- _GIVEN EXERCISE_: Reproduce each of the following records line for line, with no changes.

[BEGIN RECORDS SUPPLIED]

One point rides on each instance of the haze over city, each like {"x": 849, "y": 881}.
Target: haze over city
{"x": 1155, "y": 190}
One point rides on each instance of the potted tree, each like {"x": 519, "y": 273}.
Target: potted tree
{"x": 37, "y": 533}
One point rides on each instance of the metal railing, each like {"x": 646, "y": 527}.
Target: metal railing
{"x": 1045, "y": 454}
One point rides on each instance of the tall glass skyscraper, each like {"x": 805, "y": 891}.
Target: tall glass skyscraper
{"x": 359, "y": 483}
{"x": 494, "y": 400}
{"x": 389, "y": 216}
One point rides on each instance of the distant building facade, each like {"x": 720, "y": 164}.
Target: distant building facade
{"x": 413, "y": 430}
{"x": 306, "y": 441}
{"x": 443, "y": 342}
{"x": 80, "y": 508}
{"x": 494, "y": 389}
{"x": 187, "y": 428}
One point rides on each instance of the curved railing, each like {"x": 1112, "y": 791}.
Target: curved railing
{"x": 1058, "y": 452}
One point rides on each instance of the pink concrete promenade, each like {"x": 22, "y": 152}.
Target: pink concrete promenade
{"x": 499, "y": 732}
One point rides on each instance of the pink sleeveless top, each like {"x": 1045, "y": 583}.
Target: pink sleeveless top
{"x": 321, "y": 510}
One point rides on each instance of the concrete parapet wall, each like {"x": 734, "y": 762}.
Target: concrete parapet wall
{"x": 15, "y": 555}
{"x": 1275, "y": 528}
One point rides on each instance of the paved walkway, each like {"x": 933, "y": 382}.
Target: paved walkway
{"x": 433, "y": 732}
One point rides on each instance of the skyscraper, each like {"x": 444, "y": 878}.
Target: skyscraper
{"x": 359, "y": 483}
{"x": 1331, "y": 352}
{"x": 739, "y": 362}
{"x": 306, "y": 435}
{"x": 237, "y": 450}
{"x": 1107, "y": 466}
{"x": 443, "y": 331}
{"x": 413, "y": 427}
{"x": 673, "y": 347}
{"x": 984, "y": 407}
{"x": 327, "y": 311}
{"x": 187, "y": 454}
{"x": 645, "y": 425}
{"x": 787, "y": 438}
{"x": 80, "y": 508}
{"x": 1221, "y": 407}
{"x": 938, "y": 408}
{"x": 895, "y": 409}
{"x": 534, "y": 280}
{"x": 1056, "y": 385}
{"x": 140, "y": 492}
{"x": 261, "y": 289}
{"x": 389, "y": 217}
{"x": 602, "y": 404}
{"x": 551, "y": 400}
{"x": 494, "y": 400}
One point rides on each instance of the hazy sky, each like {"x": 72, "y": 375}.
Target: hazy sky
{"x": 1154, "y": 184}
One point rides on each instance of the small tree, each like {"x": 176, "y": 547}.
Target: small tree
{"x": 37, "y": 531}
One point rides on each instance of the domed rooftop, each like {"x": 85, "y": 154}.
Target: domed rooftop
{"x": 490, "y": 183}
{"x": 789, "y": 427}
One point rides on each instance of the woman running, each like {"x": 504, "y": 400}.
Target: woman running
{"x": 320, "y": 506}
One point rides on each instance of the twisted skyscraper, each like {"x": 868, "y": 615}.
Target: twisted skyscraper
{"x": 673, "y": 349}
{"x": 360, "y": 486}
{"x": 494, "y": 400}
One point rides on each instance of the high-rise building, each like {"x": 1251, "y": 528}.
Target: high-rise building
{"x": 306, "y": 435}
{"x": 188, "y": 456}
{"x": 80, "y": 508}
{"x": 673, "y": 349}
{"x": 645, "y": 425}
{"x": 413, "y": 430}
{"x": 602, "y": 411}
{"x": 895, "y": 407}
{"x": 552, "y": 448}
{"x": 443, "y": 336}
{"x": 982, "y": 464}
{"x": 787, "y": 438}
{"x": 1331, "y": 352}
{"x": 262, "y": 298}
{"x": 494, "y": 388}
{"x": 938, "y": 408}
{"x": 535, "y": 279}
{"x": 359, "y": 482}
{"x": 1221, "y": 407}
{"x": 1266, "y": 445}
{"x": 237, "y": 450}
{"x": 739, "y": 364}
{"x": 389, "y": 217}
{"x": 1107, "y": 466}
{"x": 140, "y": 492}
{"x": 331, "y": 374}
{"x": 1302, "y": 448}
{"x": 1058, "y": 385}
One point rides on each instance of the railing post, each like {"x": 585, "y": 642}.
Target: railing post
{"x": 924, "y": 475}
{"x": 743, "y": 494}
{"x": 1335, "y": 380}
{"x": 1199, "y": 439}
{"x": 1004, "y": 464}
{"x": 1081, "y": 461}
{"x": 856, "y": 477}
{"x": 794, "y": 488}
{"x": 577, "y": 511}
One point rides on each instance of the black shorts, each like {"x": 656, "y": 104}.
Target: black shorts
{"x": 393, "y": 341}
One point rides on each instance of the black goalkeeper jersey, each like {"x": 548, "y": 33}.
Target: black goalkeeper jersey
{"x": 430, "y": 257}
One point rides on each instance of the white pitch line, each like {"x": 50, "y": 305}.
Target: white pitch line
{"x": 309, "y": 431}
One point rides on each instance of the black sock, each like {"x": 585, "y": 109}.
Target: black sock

[END RECORDS SUPPLIED]

- _ANSWER TO THE EXERCISE_:
One point rides on each instance of the haze over city, each like {"x": 849, "y": 881}.
Target: haze over city
{"x": 1155, "y": 190}
One point rides on each instance of the potted tree, each like {"x": 519, "y": 273}.
Target: potted tree
{"x": 37, "y": 533}
One point rides on each instance of the metal railing, each like {"x": 646, "y": 527}.
Target: metal railing
{"x": 1045, "y": 454}
One point rides on each instance of the tall glass skyscraper, each like {"x": 805, "y": 891}.
Target: tall glass skyscraper
{"x": 359, "y": 483}
{"x": 494, "y": 400}
{"x": 389, "y": 216}
One point rides on each instance of the distant building facade, each like {"x": 720, "y": 164}.
Target: distant building facade
{"x": 413, "y": 430}
{"x": 306, "y": 441}
{"x": 443, "y": 342}
{"x": 80, "y": 508}
{"x": 494, "y": 389}
{"x": 187, "y": 428}
One point rides on each instance of the curved railing, each like {"x": 1112, "y": 791}.
Target: curved railing
{"x": 1058, "y": 452}
One point rides on each instance of the pink concrete promenade, each like {"x": 22, "y": 152}.
Target: pink concrete promenade
{"x": 499, "y": 732}
One point rides on each instance of the pink sleeveless top, each like {"x": 1045, "y": 583}.
Target: pink sleeveless top
{"x": 321, "y": 510}
One point rides on each instance of the concrete parapet wall, each like {"x": 734, "y": 762}.
Target: concrete parapet wall
{"x": 15, "y": 555}
{"x": 1275, "y": 528}
One point rides on each instance of the paved walkway, each like {"x": 933, "y": 382}.
Target: paved walkway
{"x": 433, "y": 732}
One point rides on each instance of the skyscraper, each like {"x": 444, "y": 878}.
Target: skyscraper
{"x": 359, "y": 483}
{"x": 1331, "y": 352}
{"x": 739, "y": 362}
{"x": 306, "y": 435}
{"x": 237, "y": 450}
{"x": 1107, "y": 466}
{"x": 443, "y": 331}
{"x": 413, "y": 427}
{"x": 673, "y": 347}
{"x": 984, "y": 407}
{"x": 327, "y": 311}
{"x": 187, "y": 454}
{"x": 645, "y": 425}
{"x": 787, "y": 438}
{"x": 80, "y": 508}
{"x": 1221, "y": 407}
{"x": 938, "y": 408}
{"x": 895, "y": 409}
{"x": 534, "y": 280}
{"x": 1056, "y": 385}
{"x": 140, "y": 492}
{"x": 261, "y": 289}
{"x": 389, "y": 217}
{"x": 602, "y": 404}
{"x": 551, "y": 400}
{"x": 494, "y": 400}
One point rides on each instance of the hazy sky, each like {"x": 72, "y": 375}.
Target: hazy sky
{"x": 1154, "y": 184}
One point rides on each instance of the small tree, each like {"x": 176, "y": 547}.
Target: small tree
{"x": 37, "y": 531}
One point rides on each instance of the domed rooftop, each like {"x": 85, "y": 154}.
Target: domed rooftop
{"x": 490, "y": 183}
{"x": 789, "y": 427}
One point rides on each instance of the woman running, each like {"x": 504, "y": 400}.
Target: woman running
{"x": 320, "y": 506}
One point rides on each instance of the twisted skyscraper, each like {"x": 868, "y": 615}.
Target: twisted skyscraper
{"x": 673, "y": 349}
{"x": 360, "y": 486}
{"x": 494, "y": 400}
One point rides on each instance of the high-rise building, each like {"x": 1251, "y": 528}.
Target: high-rise building
{"x": 306, "y": 435}
{"x": 188, "y": 456}
{"x": 80, "y": 508}
{"x": 673, "y": 349}
{"x": 645, "y": 425}
{"x": 413, "y": 430}
{"x": 602, "y": 411}
{"x": 895, "y": 407}
{"x": 552, "y": 448}
{"x": 443, "y": 336}
{"x": 982, "y": 464}
{"x": 787, "y": 438}
{"x": 1331, "y": 352}
{"x": 262, "y": 298}
{"x": 494, "y": 388}
{"x": 938, "y": 408}
{"x": 535, "y": 279}
{"x": 359, "y": 482}
{"x": 1221, "y": 407}
{"x": 1266, "y": 445}
{"x": 237, "y": 450}
{"x": 739, "y": 364}
{"x": 389, "y": 217}
{"x": 1107, "y": 466}
{"x": 140, "y": 492}
{"x": 331, "y": 374}
{"x": 1302, "y": 448}
{"x": 1058, "y": 385}
One point rides on each instance of the railing post, each like {"x": 585, "y": 642}.
Target: railing post
{"x": 924, "y": 475}
{"x": 743, "y": 494}
{"x": 1335, "y": 380}
{"x": 1199, "y": 439}
{"x": 1004, "y": 464}
{"x": 1081, "y": 461}
{"x": 856, "y": 477}
{"x": 794, "y": 488}
{"x": 577, "y": 511}
One point rides on each instance of the black shorts, each like {"x": 656, "y": 104}.
Target: black shorts
{"x": 393, "y": 341}
One point rides on each instance of the black goalkeeper jersey, each like {"x": 548, "y": 33}.
Target: black goalkeeper jersey
{"x": 430, "y": 257}
One point rides on each instance of the white pitch line, each like {"x": 50, "y": 305}.
Target: white pitch line
{"x": 309, "y": 431}
One point rides on each instance of the black sock, each like {"x": 585, "y": 109}.
Target: black sock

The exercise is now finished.